++++ EXTRACT

If you’re lucky, found really does follow lost

Vest lost in Niagara Falls, Ontario, shipped back to Syracuse, N.Y.

Back where it belongs, in Syracuse, N.Y., the prodigal vest.

The universe talked directly to me this week.

I was open to its lesson. Let’s call it “They Were Lost and Now They’re Found.”

It starts with a vest finding its way back to Syracuse from Canada and ends with a blanket making the journey from Syracuse back to Georgia.

Sit back and enjoy.

We shall begin with the vest.

It didn’t take long after my dear wife Karen and I returned home to Syracuse from our anniversary getaway to Niagara Falls that I discovered I’d left something behind on the Canadian side.

I couldn’t find my comfortable black, zippered, space-aged material vest.

Karen gave it to me for my birthday a couple of years ago. It started out as a golf vest, picked out and purchased at the local Golf Galaxy.

It turned into a go-to article of outerwear.

I loved the deep pockets. They easily fit the bulky carrying case for my sunglasses on one side and the slimmer carrying case for my reading glasses in the other. As a bonus, I could wedge my meatloaf-sized wallet into the same pocket as the reading glasses and trust that it wouldn’t fall out.

It looked cool, I thought.

It kept me warm, I knew.

I wore my beloved vest one day in Saint John, New Brunswick, perfect for a walking tour from our cruise ship with the temperature creeping toward 60 degrees. The chamber ambassadors were handing out Saint John lapel buttons that day. I stuck mine on the vest, proudly.

++++++++
++++ INFORMATION PROVIDED

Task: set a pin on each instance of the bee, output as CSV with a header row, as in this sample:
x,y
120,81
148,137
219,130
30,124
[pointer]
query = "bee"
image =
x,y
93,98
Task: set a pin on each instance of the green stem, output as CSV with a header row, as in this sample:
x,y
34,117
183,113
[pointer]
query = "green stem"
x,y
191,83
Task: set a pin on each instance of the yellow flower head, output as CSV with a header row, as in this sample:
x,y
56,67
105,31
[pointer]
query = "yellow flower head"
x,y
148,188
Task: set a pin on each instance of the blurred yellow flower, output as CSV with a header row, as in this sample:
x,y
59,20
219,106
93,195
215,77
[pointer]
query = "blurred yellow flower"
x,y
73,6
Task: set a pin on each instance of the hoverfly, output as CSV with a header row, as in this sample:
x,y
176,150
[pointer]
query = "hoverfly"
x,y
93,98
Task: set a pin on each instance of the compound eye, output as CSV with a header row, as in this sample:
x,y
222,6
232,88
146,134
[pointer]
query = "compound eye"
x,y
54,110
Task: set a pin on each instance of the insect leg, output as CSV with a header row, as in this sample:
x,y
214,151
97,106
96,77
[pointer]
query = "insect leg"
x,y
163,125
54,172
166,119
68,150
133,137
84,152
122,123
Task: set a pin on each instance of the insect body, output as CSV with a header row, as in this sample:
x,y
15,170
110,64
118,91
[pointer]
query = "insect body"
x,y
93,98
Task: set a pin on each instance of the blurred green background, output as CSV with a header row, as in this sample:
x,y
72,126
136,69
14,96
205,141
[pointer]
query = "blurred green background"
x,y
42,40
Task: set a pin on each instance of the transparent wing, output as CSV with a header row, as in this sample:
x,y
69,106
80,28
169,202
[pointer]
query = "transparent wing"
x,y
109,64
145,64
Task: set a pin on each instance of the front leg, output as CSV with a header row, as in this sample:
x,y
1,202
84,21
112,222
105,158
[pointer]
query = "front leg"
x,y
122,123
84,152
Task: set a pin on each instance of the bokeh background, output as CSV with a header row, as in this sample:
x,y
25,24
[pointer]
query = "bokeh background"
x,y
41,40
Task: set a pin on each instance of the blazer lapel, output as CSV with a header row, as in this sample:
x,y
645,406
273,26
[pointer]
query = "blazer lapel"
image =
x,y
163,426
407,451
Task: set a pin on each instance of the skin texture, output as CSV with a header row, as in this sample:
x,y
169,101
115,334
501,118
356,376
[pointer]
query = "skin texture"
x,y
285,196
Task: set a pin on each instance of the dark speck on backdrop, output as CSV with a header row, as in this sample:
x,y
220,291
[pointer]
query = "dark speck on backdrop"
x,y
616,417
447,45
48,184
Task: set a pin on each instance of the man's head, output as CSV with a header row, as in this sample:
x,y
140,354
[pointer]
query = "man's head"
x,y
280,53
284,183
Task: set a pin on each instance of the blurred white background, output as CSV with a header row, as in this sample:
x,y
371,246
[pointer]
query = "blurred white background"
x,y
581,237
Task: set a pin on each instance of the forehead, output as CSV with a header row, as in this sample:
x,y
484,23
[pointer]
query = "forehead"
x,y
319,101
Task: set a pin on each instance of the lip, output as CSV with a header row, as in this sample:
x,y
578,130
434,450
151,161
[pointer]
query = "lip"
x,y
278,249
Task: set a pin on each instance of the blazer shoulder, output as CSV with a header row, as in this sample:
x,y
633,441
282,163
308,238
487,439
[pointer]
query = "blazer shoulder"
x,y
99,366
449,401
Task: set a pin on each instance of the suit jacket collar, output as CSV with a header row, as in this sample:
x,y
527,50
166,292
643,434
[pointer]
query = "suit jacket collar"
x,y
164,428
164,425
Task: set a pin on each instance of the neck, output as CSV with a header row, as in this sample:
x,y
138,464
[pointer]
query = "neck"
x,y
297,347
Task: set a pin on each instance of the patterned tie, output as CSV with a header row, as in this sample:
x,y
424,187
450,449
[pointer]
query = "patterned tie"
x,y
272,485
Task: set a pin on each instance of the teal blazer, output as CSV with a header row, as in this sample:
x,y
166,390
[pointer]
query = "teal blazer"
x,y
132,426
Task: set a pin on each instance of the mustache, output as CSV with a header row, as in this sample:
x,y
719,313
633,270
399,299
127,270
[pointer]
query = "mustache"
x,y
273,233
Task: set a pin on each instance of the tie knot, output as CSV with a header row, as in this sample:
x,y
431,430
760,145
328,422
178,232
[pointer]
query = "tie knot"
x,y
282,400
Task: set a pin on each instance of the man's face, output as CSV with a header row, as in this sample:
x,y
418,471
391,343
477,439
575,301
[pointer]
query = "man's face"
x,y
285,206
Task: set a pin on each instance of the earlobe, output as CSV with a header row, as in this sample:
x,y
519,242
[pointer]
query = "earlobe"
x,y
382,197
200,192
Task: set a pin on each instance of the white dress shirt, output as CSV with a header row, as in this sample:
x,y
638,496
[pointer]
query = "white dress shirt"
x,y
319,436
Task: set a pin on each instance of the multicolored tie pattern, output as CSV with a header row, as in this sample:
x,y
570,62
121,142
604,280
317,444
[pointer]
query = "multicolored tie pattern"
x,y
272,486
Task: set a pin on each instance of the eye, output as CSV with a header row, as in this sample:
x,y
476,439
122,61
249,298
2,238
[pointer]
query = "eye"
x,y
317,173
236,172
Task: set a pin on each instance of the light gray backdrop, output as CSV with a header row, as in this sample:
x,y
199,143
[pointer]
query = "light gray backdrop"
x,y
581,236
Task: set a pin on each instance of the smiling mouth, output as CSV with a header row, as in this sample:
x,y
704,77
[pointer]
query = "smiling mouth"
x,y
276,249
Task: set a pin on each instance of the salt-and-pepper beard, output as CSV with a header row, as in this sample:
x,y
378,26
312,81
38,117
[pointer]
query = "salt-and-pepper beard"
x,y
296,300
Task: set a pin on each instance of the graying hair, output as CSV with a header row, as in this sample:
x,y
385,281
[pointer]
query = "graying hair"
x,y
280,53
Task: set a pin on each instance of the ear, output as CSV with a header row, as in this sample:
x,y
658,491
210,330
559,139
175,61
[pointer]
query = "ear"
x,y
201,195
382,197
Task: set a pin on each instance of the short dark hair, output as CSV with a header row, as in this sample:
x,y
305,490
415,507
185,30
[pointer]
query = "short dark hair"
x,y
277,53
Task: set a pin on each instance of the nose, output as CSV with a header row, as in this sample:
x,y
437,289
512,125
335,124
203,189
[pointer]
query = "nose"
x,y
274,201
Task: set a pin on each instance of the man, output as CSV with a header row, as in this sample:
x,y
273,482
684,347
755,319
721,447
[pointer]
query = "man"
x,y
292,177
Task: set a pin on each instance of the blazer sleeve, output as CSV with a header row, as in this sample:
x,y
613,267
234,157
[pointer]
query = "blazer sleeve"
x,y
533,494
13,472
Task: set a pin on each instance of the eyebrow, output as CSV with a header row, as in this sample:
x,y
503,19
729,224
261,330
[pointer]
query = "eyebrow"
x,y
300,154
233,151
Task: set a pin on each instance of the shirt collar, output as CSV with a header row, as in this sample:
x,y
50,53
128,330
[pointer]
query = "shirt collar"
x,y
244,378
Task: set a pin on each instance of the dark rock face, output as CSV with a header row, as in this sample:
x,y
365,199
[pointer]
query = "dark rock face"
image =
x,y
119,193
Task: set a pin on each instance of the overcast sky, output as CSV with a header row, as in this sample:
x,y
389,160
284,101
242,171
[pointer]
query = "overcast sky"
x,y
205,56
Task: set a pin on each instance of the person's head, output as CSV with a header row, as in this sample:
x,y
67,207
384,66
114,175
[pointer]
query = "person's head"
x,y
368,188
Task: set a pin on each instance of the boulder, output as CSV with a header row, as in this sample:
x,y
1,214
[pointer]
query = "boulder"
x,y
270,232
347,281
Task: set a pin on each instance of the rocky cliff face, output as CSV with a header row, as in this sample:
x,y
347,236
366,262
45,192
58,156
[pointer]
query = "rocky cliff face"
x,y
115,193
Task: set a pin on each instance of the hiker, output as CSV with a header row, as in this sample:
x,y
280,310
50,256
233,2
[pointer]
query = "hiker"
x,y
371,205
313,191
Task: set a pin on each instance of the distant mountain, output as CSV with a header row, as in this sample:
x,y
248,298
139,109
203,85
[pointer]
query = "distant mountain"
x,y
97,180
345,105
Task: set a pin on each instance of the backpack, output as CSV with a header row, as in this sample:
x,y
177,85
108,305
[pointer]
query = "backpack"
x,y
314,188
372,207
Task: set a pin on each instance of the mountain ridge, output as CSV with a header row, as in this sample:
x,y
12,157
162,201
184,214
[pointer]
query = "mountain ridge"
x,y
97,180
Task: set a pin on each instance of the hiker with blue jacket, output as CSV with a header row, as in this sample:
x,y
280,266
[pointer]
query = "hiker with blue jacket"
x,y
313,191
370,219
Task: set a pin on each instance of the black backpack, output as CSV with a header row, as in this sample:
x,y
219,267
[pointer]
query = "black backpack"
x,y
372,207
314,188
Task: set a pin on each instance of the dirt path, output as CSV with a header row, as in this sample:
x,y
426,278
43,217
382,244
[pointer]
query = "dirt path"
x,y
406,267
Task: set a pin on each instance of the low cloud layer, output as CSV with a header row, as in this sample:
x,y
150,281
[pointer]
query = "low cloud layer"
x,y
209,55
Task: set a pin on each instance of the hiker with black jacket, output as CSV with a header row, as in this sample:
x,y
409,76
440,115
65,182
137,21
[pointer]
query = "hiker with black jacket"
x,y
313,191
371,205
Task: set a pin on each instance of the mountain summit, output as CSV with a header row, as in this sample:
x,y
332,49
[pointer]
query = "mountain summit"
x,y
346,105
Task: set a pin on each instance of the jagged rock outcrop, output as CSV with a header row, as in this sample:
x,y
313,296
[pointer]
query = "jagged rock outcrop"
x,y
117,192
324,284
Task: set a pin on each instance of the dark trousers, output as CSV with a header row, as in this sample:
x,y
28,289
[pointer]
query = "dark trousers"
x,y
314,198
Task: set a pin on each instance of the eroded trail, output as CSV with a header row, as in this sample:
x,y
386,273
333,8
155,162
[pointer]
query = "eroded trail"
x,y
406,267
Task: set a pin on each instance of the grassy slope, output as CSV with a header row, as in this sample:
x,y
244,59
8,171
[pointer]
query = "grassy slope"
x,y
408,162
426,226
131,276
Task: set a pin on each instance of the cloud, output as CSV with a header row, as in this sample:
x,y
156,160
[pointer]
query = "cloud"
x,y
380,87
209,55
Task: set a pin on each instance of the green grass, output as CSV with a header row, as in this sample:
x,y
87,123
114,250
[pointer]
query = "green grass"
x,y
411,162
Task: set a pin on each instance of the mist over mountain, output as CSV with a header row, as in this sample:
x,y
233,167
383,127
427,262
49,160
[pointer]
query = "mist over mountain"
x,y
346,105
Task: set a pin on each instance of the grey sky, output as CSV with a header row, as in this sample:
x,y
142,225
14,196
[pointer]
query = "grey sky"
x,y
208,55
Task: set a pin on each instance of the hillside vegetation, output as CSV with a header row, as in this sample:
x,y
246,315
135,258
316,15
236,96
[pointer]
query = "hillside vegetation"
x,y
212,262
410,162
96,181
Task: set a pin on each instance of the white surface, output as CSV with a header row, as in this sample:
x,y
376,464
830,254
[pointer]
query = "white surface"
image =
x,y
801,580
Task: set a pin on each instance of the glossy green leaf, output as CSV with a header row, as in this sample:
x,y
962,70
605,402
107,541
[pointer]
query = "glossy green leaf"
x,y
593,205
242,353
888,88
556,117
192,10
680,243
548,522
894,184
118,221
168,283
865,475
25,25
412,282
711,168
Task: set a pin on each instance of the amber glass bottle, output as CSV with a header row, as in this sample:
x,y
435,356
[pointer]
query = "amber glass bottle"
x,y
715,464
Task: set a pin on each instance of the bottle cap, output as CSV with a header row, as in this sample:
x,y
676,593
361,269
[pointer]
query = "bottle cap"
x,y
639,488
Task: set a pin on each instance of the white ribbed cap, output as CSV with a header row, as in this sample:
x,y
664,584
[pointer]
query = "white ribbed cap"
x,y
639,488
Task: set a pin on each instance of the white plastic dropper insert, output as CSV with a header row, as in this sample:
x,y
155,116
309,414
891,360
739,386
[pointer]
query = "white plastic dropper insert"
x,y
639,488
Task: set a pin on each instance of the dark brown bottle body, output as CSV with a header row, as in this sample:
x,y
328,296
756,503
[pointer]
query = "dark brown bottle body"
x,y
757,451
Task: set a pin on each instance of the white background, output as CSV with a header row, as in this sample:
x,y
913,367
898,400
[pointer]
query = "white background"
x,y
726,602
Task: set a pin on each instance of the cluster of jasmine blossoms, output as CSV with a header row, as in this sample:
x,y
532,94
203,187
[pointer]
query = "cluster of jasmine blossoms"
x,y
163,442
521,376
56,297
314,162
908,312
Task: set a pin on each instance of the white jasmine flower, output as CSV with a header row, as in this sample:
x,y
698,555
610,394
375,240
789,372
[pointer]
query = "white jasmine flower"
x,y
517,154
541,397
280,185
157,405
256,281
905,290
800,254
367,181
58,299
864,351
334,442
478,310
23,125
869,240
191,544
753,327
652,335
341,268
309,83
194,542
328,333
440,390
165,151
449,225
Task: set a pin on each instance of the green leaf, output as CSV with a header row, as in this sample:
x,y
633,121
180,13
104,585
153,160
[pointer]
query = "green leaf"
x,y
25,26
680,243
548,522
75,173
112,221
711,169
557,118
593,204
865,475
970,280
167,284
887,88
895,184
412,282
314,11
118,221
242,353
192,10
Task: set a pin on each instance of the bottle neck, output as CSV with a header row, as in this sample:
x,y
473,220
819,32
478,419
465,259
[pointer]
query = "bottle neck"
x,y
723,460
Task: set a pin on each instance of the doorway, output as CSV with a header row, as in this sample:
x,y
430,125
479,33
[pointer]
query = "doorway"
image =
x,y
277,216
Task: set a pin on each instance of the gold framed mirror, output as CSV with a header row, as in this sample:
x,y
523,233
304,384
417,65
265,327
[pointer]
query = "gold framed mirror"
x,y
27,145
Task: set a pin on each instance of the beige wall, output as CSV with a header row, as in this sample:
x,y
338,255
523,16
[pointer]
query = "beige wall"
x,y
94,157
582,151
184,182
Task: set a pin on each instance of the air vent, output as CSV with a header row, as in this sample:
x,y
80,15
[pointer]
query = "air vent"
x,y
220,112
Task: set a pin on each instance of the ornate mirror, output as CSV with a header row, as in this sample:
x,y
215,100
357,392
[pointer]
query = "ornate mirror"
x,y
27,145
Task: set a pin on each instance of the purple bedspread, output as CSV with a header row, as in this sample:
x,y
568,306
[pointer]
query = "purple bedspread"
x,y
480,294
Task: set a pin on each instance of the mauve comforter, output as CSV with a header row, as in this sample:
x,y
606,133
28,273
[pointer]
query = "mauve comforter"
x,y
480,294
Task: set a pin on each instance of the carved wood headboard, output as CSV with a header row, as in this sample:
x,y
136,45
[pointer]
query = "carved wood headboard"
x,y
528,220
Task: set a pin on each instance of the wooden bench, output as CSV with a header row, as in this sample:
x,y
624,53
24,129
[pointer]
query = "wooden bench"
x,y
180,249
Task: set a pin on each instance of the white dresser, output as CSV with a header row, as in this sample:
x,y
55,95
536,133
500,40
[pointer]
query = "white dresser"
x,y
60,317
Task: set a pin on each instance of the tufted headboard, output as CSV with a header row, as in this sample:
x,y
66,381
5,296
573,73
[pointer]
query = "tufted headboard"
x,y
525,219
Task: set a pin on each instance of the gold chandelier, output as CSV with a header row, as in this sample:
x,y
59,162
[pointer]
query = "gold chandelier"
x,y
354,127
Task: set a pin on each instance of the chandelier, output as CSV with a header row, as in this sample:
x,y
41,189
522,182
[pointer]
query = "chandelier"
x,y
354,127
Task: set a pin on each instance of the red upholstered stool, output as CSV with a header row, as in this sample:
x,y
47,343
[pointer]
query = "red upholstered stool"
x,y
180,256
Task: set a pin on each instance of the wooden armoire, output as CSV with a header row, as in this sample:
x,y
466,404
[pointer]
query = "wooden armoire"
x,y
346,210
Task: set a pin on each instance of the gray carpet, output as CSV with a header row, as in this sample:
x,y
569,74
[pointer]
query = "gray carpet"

++++++++

DIRECTION 1 => In the lost-vest column, what did the writer stick on the vest in Saint John?
DIRECTION 2 => Please reproduce the lost-vest column word for word from "It didn’t take" to "the Canadian side.".
DIRECTION 3 => Resume the lost-vest column with new text that follows on from its final sentence.
The entries have nothing to do with the lost-vest column.

RIGHT ANSWER 1 => A Saint John lapel button.

RIGHT ANSWER 2 =>
It didn’t take long after my dear wife Karen and I returned home to Syracuse from our anniversary getaway to Niagara Falls that I discovered I’d left something behind on the Canadian side.

RIGHT ANSWER 3 =>
I threw it into the car for this late October trip to Niagara Falls, figuring that I could wear it under my Columbia windbreaker for our planned walk.

Somehow it got left in Canada. The best I could figure, I left it in the closet or draped over a chair in the Doubletree by Hilton on Fallsview Boulevard.

I called and asked for the front desk.

Upon hearing my plight, the kind woman took my name and number and promised that the worker who supervised the hotel’s lost and found department would call when she reported for work.

She did.

She had my vest. The description of that Saint John pin cemented my identification.

My vest would be sent upstairs to UPS, she said. They’d call me for more information, she declared.

I made sure my hockey-puck sized wallet was near the phone. That information was sure to include my credit card number, I figured.

The UPS man called. He checked my address. Would I prefer the vest placed in a box, or would a plastic shipping bag suffice?

The bag will do, I told him. He asked for my credit card information.

And how much will that be?

I held my breath. I knew I had lost my beloved vest in another country.

More than $30.

Less than it would cost to buy a new one. And my souvenir from Saint John was still attached.

Priceless.

Blanket lost  in Syracuse gets shipped back to Georgia.

Kim’s beloved blanket, just prior to shipping back home to Georgia.

The very next day, I received an email from a new WordPress blogging friend.

Kim Hood, author of the “Quiet Desperation” blog, had read enough of my posts to know that I live in Syracuse. In fact, she had commented on the piece I posted about our first measurable snow that her husband was up north in the Salt City, working a roofing job.

When he returned home to Georgia, he’d left her beloved blanket behind in his hotel room.

Kim sent me a direct email, explaining how the blanket had belonged to her mother and how special it was. In fact, it meant so much to her, she always packed it in her husband’s belongings when he went away for work, a little piece of her to keep him company.

If they had it, she asked, would I be willing to help get it back to her in Georgia?

I would have said yes in any case.

But the enormity of the coincidence left me practically speechless.

The hotel people found the blanket. Kim told them I would be coming to pick it up.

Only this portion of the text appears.